• [Saved entries]:
============================================================
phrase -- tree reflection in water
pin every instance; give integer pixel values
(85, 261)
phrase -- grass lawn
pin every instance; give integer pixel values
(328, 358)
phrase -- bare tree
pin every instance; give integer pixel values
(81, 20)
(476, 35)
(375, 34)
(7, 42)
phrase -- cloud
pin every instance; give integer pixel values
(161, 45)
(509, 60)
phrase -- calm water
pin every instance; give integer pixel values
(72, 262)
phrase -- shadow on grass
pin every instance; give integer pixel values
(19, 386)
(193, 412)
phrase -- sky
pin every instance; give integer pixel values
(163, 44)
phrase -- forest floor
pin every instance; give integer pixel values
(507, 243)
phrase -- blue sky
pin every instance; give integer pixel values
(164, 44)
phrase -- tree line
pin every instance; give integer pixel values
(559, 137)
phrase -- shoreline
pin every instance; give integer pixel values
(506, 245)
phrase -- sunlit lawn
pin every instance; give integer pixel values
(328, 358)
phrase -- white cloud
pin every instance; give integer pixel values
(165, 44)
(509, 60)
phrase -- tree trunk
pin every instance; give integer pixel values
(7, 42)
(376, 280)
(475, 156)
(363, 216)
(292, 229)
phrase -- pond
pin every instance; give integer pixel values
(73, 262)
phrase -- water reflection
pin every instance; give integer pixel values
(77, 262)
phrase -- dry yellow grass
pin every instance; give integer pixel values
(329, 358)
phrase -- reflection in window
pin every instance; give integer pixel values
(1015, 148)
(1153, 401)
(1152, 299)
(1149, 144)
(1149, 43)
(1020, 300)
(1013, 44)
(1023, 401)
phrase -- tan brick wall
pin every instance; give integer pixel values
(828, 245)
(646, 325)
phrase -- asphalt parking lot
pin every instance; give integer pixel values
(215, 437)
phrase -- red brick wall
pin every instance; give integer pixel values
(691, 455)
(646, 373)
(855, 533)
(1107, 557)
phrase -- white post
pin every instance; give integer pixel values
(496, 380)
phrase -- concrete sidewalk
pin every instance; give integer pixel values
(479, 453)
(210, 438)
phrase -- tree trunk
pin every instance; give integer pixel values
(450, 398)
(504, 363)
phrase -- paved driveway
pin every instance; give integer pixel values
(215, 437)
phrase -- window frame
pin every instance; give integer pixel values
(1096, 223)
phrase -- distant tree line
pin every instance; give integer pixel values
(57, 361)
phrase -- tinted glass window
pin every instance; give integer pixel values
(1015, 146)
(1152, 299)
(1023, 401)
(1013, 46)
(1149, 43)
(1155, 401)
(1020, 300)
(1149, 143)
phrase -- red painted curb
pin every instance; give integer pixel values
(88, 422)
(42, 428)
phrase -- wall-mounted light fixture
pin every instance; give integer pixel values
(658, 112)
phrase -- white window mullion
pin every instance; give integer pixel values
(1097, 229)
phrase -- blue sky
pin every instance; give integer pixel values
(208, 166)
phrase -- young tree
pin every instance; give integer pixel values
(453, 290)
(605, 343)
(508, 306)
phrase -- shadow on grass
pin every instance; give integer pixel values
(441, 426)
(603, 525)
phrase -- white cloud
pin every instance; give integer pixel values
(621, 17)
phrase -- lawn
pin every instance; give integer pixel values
============================================================
• [Work required]: All the records, from start to finish, are to be repeated exactly.

• [Reply to the task]:
phrase -- tree reflection in water
pin every instance; give integer pixel values
(85, 261)
phrase -- grass lawn
pin every instance; give integer pixel values
(328, 358)
phrase -- bare tree
pin every instance; give integer pixel values
(81, 20)
(476, 35)
(375, 34)
(7, 42)
phrase -- cloud
pin every instance; give integer pixel values
(161, 45)
(509, 60)
phrase -- calm water
pin every instance; give integer pixel values
(72, 262)
phrase -- shadow on grass
pin every instance; give integer pixel values
(19, 386)
(193, 412)
phrase -- sky
pin every instance; give integer pixel values
(163, 44)
phrase -- forest floor
pin every instance; give integer pixel values
(507, 243)
phrase -- blue sky
pin every instance; give integer pixel values
(164, 44)
phrase -- tree line
pin every instance; give integer pixel values
(559, 137)
phrase -- shoreline
pin every instance; give integer pixel values
(506, 245)
phrase -- sunlit lawn
pin every instance; give integer pixel values
(328, 358)
phrase -- white cloud
pin every instance; give integer pixel values
(165, 44)
(509, 60)
phrase -- tree trunk
pin every instance; give integer pixel values
(7, 42)
(376, 280)
(475, 156)
(363, 216)
(292, 229)
phrase -- pond
pin every instance; give integer pixel values
(73, 262)
phrase -- water reflection
pin every instance; give integer pixel values
(77, 262)
phrase -- dry yellow grass
pin every instance; give integer pixel values
(329, 358)
phrase -- reflection in window
pin every instance; give integer pixel values
(1015, 148)
(1153, 401)
(1152, 299)
(1149, 144)
(1149, 43)
(1020, 300)
(1013, 44)
(1023, 401)
phrase -- tan brick wall
pin every instance; give integer pixel values
(828, 245)
(646, 325)
phrase -- asphalt parking lot
pin every instance; give integer pixel values
(215, 437)
phrase -- red brick wall
pin every instance; give integer pixel values
(691, 455)
(646, 373)
(855, 533)
(1107, 557)
phrase -- white post
pin every instance; give integer pixel values
(496, 380)
phrase -- concrete sidewalk
pin every instance; give integer pixel values
(479, 453)
(210, 438)
phrase -- tree trunk
pin every instance; give integer pixel values
(450, 398)
(504, 363)
phrase -- paved driveway
pin every instance; give integer pixel values
(215, 437)
phrase -- window frame
pin every instance; give integer pixel values
(1096, 223)
phrase -- distant tree line
pin every instance; give integer pixel values
(57, 361)
phrase -- tinted glass window
pin every instance; give integer pixel values
(1015, 146)
(1152, 299)
(1023, 401)
(1013, 46)
(1149, 43)
(1155, 401)
(1020, 300)
(1149, 143)
phrase -- red painted curb
pin every instance; give integer pixel values
(88, 422)
(42, 428)
phrase -- wall-mounted light fixture
pin every instance; give integer pixel values
(658, 112)
phrase -- white window mullion
pin every instance; give integer pixel values
(1097, 229)
phrase -- blue sky
pin every instance; give integer pixel values
(208, 166)
phrase -- young tree
pin every instance; give integer pixel values
(453, 290)
(605, 343)
(508, 306)
phrase -- shadow on grass
pin every instance; give integer pixel values
(441, 426)
(603, 525)
phrase -- white cloud
pin every instance; give integer pixel values
(621, 17)
phrase -- lawn
pin every instance; give integer pixel values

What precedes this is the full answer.